The difference between the two translations comes down to a single Greek word: καπηλεύω (kapeleuo). The word literally means "to trade in; peddle." Thus, all the translations before and after the KJV that translate the verse this way are offering plain and straightforward translations of exactly what the word means. They are fine, literal translations. They also seem to capture the sense in which ancient readers would have understood the verse. Note, for example, how Irenaeus uses this passage:

"In this way, Moses, to whom such a leadership was entrusted, relying on a good conscience, cleared himself before God, saying, 'I have not in covetousness taken anything belonging to one of these men, nor have I done evil to one of them.' In this way, too, Samuel, who judged the people so many years, and bore rule over Israel without any pride, in the end cleared himself, saying, 'I have walked before you from my childhood even unto this day: answer me in the sight of God, and before His anointed (Christi ejus); whose ox or whose ass of yours have I taken, or over whom have I tyrannized, or whom have I oppressed? or if I have received from the hand of any a bribe or [so much as] a shoe, speak out against me, and I will restore it to you.' And when the people had said to him, 'Thou hast not tyrannized, neither hast thou oppressed us neither hast thou taken ought of any man’s hand,' he called the Lord to witness, saying, 'The Lord is witness, and His Anointed is witness this day, that ye have not found ought in my hand. And they said to him, He is witness.' In this strain also the Apostle Paul, inasmuch as he had a good conscience, said to the Corinthians: 'For we are not as many, who [corrupt/peddle] the Word of God: but as of sincerity, but as of God, in the sight of God speak we in Christ,'" (Irenaeus, Against Heresies, Book, Chapter 26, Section 4).

Here, this early church writer pairs our verse with other passages where prophets and servants of God refuse payment and deny receiving bribes. Irenaeus (who spoke the language himself and lived only a century after Paul) obviously understood Paul to be talking about "peddling" the word of God or using it for personal profit. Thus, the wording itself and its plain meaning are firmly on the side of the modern translators here.

Why the Difference?

So, if the Greek so clearly means "peddle," why did the KJV translators render it "corrupt"? There seem to be several factors at play here:

  1. While the common, literal meaning of "καπηλεύω" was, as we have said, to "peddle" or "trade in," we do have examples of poets and literary satirists skilled in rhetoric and word-play making creative use of the word to give it other meanings. In particular, as early as the second century AD, the Greek satirist Lucian of Samasota played off of the reputation of merchants as being cheats and hucksters to use the word "καπηλεύω" in as a term for adulterating or corrupting. Thus, scholars familiar with the classic pagan literature of the Greco-Roman period (as many of the KJV translators likely were) may well have known that the word could technically be used in this way (though, in fact, this was a literary usage and it is unlikely it would have been used in such a way in a straightforward letter like Paul's epistle to the Corinthian Christians).

**********

Problems to work on →
• A. In the passage on Bible translation, what is the literal meaning of the Greek word καπηλεύω?
• B. Reproduce the text of the passage on Bible translation between "1. While the" and "the Corinthian Christians).", inclusive.

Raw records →
**********

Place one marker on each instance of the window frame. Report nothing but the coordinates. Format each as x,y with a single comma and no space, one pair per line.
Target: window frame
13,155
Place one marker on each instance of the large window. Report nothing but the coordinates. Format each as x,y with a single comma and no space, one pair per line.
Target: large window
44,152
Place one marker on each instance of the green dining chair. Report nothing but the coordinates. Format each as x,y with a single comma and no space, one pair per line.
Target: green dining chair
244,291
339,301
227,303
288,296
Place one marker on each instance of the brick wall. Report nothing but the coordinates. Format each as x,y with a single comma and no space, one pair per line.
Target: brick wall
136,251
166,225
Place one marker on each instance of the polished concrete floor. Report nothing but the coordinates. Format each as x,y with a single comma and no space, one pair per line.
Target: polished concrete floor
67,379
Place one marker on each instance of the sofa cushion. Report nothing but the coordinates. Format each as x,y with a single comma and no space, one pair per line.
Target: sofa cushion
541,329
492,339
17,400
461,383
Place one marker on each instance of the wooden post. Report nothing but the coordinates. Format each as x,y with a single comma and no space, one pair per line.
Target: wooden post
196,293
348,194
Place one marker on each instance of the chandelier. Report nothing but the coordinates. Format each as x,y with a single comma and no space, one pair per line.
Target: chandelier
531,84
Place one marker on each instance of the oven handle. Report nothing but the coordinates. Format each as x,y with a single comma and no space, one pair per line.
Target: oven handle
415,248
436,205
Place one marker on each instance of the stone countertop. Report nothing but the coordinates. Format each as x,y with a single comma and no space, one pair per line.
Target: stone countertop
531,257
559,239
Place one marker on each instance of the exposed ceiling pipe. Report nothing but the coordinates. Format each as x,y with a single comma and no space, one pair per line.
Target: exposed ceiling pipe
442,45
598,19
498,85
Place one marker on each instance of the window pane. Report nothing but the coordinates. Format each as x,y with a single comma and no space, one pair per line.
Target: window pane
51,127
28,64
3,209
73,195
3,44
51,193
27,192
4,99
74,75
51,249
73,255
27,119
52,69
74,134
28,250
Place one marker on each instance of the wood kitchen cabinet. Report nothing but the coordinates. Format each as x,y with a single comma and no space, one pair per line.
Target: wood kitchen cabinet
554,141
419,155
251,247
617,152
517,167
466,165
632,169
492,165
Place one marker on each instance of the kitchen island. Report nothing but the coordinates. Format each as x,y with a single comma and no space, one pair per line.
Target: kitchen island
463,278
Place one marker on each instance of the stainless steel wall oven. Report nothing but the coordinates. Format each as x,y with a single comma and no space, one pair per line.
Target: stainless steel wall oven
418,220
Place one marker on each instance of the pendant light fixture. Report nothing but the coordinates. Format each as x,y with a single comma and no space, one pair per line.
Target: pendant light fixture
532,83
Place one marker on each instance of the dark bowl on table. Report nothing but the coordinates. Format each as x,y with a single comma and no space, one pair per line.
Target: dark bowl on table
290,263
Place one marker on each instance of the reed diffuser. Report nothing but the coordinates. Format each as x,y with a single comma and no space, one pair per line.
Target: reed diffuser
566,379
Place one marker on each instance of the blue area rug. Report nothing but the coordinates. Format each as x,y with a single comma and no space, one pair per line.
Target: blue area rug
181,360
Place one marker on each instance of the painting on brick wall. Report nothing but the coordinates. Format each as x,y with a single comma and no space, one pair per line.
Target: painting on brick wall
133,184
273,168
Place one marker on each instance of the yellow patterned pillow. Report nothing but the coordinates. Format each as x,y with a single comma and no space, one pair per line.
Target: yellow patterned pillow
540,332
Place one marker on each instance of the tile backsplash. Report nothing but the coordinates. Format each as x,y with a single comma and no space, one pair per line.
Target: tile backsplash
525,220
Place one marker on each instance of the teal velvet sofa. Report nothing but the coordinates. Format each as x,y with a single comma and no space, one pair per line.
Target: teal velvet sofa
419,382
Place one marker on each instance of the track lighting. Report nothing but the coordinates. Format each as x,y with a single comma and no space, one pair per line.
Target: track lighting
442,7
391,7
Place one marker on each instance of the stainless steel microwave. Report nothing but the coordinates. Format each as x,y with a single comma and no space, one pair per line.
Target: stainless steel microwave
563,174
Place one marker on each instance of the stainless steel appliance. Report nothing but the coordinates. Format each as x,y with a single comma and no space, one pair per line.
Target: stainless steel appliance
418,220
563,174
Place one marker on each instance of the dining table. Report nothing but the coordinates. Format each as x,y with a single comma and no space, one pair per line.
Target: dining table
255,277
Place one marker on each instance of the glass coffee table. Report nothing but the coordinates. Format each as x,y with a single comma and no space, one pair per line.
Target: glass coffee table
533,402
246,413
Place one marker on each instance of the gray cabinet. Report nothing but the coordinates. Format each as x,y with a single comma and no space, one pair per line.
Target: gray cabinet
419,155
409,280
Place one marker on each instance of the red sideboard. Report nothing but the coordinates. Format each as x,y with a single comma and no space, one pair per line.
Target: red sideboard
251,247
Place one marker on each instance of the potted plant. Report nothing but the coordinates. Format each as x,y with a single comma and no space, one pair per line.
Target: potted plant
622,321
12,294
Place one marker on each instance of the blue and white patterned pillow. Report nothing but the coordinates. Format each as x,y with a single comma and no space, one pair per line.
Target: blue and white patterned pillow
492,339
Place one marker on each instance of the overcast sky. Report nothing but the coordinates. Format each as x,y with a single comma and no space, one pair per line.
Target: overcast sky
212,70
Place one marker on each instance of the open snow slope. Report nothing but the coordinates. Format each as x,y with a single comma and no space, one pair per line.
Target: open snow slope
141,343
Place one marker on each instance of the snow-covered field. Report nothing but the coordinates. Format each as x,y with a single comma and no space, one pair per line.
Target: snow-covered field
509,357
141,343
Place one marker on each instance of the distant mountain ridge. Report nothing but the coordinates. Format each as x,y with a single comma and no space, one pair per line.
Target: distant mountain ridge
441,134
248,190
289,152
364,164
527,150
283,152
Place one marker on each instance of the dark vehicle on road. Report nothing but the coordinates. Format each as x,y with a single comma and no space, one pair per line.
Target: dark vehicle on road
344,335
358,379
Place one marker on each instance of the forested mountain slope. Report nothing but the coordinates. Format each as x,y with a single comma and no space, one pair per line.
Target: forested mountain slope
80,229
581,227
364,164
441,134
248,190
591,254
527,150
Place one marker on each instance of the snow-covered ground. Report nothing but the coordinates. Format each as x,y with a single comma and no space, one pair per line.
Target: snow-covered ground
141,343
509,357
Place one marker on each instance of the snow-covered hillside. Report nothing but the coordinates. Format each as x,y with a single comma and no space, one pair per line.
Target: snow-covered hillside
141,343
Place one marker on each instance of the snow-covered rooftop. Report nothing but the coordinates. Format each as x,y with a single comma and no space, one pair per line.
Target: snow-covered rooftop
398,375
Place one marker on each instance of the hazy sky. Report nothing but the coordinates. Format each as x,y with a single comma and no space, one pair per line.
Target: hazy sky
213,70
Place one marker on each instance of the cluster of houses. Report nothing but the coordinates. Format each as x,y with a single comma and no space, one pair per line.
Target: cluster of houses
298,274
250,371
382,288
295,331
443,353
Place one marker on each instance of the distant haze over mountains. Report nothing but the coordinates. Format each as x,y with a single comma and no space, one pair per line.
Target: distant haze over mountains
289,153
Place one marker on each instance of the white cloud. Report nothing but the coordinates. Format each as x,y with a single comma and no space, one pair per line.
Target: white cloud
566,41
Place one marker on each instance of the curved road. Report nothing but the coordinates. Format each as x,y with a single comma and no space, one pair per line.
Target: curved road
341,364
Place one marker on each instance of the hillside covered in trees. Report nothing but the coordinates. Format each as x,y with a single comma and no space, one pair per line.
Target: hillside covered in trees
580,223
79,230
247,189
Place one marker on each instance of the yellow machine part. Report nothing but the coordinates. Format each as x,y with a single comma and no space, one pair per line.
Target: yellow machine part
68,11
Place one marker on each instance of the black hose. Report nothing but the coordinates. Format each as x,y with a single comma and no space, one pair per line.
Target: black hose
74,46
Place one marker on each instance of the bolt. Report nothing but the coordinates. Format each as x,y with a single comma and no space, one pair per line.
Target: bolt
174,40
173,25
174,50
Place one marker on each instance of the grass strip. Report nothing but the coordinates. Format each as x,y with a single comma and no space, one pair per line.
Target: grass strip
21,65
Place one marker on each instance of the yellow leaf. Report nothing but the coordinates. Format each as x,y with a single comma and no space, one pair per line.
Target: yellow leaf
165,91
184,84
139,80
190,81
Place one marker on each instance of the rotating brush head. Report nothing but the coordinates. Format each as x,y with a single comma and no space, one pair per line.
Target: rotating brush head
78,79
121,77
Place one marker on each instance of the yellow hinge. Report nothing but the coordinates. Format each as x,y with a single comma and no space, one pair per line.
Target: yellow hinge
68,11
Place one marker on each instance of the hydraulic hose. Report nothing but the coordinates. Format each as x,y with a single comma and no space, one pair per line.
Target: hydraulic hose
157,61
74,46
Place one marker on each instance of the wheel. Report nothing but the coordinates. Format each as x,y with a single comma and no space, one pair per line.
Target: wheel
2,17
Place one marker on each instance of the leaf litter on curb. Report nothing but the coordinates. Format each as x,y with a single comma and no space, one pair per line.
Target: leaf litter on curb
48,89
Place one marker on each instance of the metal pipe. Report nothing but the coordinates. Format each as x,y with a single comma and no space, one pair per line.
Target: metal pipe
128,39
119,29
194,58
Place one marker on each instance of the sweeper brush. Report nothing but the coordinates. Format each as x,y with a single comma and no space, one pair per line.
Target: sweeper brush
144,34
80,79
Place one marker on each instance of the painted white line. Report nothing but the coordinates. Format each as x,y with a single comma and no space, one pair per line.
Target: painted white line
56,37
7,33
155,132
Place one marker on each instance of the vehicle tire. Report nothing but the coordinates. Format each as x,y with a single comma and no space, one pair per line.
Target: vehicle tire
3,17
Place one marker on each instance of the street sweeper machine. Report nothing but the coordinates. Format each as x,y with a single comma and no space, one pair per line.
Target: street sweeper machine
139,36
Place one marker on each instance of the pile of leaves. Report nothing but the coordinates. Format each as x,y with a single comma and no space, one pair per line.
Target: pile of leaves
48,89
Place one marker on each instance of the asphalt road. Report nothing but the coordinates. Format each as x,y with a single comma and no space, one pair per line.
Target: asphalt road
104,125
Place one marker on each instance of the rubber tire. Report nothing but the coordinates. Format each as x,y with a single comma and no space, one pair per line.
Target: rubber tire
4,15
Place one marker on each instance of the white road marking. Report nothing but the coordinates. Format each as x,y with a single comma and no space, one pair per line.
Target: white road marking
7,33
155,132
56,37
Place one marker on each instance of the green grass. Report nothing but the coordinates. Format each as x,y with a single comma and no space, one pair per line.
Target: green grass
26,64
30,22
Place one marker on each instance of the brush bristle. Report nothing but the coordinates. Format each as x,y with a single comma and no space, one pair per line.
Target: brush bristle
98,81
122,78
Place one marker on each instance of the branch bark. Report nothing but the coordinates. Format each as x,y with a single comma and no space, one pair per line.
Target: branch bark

**********

Correct answers →
• A. It literally means "to trade in; peddle."

• B.
1. While the common, literal meaning of "καπηλεύω" was, as we have said, to "peddle" or "trade in," we do have examples of poets and literary satirists skilled in rhetoric and word-play making creative use of the word to give it other meanings. In particular, as early as the second century AD, the Greek satirist Lucian of Samasota played off of the reputation of merchants as being cheats and hucksters to use the word "καπηλεύω" in as a term for adulterating or corrupting. Thus, scholars familiar with the classic pagan literature of the Greco-Roman period (as many of the KJV translators likely were) may well have known that the word could technically be used in this way (though, in fact, this was a literary usage and it is unlikely it would have been used in such a way in a straightforward letter like Paul's epistle to the Corinthian Christians).